(Data shown)

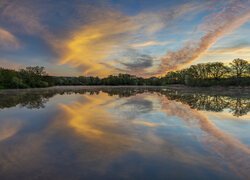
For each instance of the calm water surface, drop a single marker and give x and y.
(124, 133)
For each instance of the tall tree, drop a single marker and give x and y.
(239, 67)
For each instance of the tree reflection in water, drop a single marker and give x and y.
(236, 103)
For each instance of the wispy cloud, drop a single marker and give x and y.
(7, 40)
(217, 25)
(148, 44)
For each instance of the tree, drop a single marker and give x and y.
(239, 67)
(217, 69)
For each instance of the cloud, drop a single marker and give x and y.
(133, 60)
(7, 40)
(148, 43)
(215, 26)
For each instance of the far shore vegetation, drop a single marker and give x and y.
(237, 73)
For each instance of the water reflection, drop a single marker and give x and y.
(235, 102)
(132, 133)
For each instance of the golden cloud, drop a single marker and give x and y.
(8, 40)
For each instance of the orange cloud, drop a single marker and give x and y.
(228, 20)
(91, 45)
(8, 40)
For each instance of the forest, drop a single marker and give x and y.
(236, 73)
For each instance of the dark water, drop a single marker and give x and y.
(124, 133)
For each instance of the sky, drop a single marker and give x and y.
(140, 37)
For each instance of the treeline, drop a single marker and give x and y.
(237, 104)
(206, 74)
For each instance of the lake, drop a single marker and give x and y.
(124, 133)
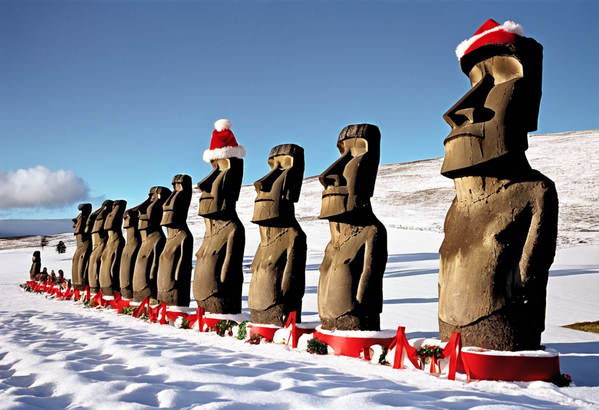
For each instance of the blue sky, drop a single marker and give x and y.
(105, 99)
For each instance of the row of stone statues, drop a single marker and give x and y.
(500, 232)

(End Data shown)

* [What is expected] Your task is to reproduce exactly the lines from the one with "For each instance of the forest, drop" to the end of the material, both included, with the pictures left out.

* [Task output]
For each instance of the forest, drop a single marker and give x and y.
(236, 73)
For each instance of the dark water, drop a single marker and give x and y.
(124, 133)
For each instance of the sky, drop a single marker and give x and y.
(140, 37)
For each instance of the treeline, drop a single marker and give x and y.
(237, 104)
(206, 74)
For each instance of the lake, drop a single marker and give x and y.
(124, 133)
For each instance of the blue sky, drop a single marker and give x and y.
(105, 99)
For each instance of the row of stone statues, drop a single marker and give x and y.
(500, 232)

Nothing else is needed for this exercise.